* [Requirements]: Switch "wooden post" to "timber post" in the part that opens with the line containing "Please look at the image and locate the standing" and closes with the line containing "(0, 0), (300, 148)". Write out only those lines, with nothing else changed.

(Items from a data source)
begin

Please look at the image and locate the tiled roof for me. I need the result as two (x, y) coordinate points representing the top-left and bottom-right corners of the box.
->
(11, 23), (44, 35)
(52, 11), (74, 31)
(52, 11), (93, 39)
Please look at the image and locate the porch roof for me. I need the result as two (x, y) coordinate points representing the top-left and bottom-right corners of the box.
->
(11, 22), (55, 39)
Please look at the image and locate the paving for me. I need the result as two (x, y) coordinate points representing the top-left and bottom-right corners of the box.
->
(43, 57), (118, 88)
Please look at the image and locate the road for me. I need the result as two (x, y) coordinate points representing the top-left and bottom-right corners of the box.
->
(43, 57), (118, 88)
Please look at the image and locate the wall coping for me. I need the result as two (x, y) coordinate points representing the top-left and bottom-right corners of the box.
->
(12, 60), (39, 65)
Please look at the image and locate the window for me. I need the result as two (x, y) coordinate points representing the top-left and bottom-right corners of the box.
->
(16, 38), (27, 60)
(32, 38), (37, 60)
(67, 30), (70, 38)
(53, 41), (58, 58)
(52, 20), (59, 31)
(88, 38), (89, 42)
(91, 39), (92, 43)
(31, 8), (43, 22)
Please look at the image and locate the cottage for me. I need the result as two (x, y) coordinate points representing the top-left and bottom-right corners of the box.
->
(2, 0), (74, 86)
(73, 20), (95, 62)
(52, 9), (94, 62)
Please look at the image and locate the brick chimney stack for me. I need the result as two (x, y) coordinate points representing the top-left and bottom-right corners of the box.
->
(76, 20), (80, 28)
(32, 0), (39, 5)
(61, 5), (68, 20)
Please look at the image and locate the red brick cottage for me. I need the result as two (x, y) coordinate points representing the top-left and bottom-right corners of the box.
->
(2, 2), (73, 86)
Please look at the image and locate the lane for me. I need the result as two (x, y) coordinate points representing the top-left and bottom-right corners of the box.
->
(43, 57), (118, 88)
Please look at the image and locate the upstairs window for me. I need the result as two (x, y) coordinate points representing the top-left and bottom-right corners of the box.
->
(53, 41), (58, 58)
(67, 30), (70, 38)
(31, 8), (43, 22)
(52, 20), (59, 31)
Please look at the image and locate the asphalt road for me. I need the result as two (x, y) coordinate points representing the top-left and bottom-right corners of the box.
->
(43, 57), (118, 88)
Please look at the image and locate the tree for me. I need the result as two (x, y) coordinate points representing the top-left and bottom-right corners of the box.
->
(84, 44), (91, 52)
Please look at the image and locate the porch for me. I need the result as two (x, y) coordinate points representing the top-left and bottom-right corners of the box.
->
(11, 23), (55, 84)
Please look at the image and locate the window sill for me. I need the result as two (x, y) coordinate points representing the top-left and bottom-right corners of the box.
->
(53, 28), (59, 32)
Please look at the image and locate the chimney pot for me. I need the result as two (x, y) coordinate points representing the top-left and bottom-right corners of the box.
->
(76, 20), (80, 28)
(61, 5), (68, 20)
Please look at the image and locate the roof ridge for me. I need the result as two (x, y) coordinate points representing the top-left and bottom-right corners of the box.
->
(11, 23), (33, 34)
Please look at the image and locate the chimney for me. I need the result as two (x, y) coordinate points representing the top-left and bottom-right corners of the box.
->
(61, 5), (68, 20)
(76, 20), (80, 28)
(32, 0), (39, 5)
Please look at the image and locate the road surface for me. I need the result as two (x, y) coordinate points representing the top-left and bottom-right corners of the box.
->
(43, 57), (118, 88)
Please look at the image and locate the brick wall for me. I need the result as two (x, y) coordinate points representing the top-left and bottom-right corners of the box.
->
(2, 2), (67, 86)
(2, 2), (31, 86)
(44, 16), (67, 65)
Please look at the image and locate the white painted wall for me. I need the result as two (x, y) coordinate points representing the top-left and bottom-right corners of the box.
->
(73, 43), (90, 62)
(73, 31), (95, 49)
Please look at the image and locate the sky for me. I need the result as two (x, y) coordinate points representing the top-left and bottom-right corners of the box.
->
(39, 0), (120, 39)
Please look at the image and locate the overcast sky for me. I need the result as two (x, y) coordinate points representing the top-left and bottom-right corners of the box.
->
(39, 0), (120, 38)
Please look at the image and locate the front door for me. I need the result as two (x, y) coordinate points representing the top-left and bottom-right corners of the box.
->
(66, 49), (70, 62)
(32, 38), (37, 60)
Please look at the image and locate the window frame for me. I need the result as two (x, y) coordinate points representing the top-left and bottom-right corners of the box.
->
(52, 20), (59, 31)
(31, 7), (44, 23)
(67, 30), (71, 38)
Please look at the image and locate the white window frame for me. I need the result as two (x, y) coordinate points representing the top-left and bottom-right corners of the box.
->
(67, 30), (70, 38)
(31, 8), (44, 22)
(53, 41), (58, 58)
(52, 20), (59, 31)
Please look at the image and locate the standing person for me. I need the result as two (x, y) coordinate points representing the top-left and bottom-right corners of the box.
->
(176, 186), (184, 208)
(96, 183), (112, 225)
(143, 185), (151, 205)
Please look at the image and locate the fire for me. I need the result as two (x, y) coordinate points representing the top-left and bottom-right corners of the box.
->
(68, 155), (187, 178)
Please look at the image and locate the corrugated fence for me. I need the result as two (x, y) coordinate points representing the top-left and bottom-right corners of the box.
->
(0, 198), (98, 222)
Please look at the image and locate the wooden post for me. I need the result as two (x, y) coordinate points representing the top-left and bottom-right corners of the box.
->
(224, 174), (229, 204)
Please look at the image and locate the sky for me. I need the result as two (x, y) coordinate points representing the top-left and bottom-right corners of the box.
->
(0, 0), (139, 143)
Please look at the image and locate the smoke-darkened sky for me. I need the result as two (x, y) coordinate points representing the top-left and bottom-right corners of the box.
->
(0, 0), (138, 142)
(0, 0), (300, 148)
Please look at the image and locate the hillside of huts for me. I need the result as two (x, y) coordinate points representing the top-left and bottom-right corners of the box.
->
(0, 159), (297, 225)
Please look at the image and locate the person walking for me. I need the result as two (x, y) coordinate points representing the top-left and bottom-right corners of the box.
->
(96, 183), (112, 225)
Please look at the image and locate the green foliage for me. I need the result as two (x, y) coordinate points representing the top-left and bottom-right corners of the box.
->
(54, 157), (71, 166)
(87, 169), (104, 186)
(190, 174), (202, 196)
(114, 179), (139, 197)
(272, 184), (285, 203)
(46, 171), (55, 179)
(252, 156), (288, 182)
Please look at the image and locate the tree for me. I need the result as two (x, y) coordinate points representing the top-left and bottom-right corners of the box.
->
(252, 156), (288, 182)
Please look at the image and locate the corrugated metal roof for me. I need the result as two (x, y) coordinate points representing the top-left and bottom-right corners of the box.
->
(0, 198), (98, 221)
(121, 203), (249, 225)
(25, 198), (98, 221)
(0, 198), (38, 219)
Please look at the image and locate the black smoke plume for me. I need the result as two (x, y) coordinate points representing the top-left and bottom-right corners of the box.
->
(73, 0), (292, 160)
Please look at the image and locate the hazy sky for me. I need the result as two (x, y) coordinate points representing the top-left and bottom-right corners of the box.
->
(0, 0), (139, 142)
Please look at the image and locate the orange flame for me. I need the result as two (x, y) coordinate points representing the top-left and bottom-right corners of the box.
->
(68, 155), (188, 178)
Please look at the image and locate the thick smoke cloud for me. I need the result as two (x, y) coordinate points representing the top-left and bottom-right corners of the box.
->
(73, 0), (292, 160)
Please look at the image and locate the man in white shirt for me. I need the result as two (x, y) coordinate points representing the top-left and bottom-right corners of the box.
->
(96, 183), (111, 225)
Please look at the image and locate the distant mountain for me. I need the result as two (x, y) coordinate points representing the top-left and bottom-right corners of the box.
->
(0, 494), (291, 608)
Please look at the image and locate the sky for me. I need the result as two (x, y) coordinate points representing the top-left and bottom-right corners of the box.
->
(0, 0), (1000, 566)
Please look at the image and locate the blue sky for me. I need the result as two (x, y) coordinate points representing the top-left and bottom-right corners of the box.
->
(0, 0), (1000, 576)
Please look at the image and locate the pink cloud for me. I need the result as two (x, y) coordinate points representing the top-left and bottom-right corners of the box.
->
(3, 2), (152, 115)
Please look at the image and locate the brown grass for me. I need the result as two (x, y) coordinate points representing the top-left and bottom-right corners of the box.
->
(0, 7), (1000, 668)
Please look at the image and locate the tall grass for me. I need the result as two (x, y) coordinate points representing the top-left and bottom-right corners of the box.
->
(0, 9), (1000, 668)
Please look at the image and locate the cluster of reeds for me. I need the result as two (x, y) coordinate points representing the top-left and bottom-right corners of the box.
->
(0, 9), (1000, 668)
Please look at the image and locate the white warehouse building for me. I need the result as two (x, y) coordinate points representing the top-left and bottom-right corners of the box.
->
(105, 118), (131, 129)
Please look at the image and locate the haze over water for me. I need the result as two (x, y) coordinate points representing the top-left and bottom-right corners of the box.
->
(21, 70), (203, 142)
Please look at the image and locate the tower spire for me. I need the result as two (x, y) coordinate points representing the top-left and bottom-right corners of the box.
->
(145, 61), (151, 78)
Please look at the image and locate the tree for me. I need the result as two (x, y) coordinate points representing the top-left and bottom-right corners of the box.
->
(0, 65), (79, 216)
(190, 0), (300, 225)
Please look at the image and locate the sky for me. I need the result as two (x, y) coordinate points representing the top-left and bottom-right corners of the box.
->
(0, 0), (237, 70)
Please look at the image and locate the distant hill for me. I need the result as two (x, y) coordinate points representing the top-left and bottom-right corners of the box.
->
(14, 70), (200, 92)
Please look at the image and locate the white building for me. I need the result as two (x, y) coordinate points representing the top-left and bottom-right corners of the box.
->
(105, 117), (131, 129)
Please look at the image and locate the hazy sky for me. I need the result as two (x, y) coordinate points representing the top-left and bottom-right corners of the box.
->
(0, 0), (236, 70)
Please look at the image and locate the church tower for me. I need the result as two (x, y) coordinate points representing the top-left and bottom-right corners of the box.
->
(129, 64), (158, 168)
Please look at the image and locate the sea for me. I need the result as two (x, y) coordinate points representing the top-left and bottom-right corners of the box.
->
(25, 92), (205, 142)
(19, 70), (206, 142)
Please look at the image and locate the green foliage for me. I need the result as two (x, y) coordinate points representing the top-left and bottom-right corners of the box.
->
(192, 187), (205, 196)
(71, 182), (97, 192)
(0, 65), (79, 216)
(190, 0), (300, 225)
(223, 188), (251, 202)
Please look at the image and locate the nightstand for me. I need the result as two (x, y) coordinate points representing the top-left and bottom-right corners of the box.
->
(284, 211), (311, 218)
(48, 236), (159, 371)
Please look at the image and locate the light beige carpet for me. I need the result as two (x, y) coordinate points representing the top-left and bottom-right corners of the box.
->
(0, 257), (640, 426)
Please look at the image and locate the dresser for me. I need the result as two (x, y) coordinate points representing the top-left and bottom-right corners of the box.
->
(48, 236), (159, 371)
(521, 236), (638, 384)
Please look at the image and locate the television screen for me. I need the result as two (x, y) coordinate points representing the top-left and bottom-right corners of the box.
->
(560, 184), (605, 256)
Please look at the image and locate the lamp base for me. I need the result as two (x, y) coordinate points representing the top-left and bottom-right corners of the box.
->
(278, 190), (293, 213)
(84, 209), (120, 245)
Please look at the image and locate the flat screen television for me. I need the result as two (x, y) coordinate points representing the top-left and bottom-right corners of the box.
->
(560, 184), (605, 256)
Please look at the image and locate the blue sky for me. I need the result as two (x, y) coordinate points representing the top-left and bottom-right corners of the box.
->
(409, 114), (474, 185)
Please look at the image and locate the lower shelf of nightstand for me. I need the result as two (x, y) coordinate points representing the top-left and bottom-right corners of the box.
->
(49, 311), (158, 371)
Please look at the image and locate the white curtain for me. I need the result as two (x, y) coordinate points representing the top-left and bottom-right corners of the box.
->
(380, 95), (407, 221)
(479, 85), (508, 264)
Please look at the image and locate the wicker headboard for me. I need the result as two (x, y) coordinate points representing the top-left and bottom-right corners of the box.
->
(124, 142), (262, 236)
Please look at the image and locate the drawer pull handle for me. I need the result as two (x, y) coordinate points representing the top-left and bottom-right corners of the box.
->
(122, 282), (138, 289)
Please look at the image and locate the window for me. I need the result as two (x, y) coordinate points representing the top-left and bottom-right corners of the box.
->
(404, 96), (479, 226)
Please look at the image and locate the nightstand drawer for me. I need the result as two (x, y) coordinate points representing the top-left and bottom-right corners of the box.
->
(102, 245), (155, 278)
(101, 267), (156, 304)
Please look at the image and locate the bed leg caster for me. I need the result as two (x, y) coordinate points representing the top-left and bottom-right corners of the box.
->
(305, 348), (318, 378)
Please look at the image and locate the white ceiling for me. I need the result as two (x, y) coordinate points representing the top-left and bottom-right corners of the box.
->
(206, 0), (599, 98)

end

* [Correct output]:
Please look at the image and locate the standing person for me. I need the result as two (x, y) coordinate points representing the top-left and bottom-right corners of the box.
->
(176, 186), (184, 208)
(96, 183), (112, 225)
(143, 185), (151, 205)
Please look at the image and locate the fire for me. I need the result as two (x, y) coordinate points representing the top-left and bottom-right corners of the box.
->
(68, 155), (187, 178)
Please look at the image and locate the corrugated fence for me. I need the result as two (x, y) coordinate points representing the top-left and bottom-right corners of the box.
->
(0, 198), (98, 222)
Please look at the image and locate the timber post for me. I need the result as two (x, y) coordinate points representing the top-left and bottom-right corners of the box.
->
(224, 174), (229, 204)
Please look at the image and locate the sky for me. I need the result as two (x, y) coordinate points representing the top-left and bottom-right corners of the box.
->
(0, 0), (139, 143)
Please look at the image and locate the smoke-darkened sky for me. I need the result as two (x, y) coordinate points representing the top-left and bottom-right corners of the box.
->
(0, 0), (138, 142)
(0, 0), (300, 148)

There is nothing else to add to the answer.